> Exercise task 1
Rewrite everything in the entries from the line containing "--find grass field" down to the last line of the entries, replacing "field" with "meadow" wherever it appears and leaving all else unchanged.

--- Extract to read ---

Collecting Information
The best method of assembling sales tools and practices is to look at how you sell, what you use and the sales interviews you schedule.
The sales cycle, as we know, is a continuous one of obtaining referrals, making appointments, holding sales interviews, making sales and getting more referrals-and the cycle continues. To do an ethics audit, however, we need to stop the sales cycle and examine it.
A form is available that you can use to identify and list each of the tools and practices that you use as we proceed.
The sales tools we normally use before calling for sales appointments may include:
stationery
referral letters
direct mail letters
advertising , and
personal brochures.
There may be many sales tools we use before calling a prospect to make a sales appointment. We might send a referral letter saying that a friend or acquaintance had suggested we contact the prospect. In the letter we may have enclosed a personal brochure outlining our products and services. If the prospect isn't a referral, we may have used direct mail letters to generate interest. The tools or practices that we employ may be a little different for each of us.

--- Material provided ---

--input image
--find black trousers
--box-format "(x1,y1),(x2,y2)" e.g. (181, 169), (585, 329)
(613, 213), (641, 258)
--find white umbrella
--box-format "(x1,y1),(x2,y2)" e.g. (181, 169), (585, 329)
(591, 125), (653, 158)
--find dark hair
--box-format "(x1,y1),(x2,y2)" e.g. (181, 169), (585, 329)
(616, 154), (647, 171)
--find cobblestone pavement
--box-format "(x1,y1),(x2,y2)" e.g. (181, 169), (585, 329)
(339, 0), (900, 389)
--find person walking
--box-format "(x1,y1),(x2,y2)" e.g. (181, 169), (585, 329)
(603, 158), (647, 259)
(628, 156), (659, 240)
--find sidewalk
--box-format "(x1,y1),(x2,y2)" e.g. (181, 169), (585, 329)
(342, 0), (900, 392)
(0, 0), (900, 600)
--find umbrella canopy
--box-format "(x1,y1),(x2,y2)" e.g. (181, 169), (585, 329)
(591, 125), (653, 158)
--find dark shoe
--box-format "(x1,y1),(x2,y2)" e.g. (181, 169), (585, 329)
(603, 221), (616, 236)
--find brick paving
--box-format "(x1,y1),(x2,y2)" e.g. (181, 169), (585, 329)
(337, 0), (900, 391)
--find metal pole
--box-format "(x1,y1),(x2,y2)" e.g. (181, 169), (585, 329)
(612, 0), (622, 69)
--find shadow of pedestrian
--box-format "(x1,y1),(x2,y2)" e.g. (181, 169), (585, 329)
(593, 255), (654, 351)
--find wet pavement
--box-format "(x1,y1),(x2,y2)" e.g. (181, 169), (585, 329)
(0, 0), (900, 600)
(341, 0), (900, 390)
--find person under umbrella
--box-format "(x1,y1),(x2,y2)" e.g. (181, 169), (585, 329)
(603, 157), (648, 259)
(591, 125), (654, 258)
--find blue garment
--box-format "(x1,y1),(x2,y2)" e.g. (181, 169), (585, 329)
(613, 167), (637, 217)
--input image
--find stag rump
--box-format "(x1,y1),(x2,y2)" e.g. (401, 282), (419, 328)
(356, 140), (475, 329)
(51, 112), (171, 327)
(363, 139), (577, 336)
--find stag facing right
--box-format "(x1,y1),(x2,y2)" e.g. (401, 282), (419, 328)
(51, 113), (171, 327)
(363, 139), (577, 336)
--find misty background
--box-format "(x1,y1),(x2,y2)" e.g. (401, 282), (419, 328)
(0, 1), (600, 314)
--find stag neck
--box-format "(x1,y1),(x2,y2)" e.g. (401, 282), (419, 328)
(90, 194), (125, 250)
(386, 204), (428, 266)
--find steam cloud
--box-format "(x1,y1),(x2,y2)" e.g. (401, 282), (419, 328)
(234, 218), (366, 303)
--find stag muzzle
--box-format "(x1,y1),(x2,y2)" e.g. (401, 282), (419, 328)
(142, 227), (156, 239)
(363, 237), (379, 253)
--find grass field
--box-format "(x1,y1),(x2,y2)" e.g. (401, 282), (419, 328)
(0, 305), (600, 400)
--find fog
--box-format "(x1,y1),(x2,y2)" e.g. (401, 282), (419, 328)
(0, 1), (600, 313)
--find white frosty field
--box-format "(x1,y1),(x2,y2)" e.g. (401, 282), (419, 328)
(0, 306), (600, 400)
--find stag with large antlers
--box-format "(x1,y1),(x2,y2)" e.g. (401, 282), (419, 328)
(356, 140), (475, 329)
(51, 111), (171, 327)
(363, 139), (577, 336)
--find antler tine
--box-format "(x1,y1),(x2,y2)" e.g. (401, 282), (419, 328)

---

> Exercise task 2
Summarize the passage on collecting information in two sentences.

> Problem solution 1
--find grass meadow
--box-format "(x1,y1),(x2,y2)" e.g. (401, 282), (419, 328)
(0, 305), (600, 400)
--find fog
--box-format "(x1,y1),(x2,y2)" e.g. (401, 282), (419, 328)
(0, 1), (600, 313)
--find white frosty meadow
--box-format "(x1,y1),(x2,y2)" e.g. (401, 282), (419, 328)
(0, 306), (600, 400)
--find stag with large antlers
--box-format "(x1,y1),(x2,y2)" e.g. (401, 282), (419, 328)
(356, 140), (475, 329)
(51, 111), (171, 327)
(363, 139), (577, 336)
--find antler tine
--box-format "(x1,y1),(x2,y2)" e.g. (401, 282), (419, 328)

> Problem solution 2
An ethics audit requires stopping the continuous sales cycle to examine how you sell, what you use, and the sales interviews you schedule. The tools used before calling for appointments may include stationery, referral letters, direct mail letters, advertising, and personal brochures, and they can differ a little for each salesperson.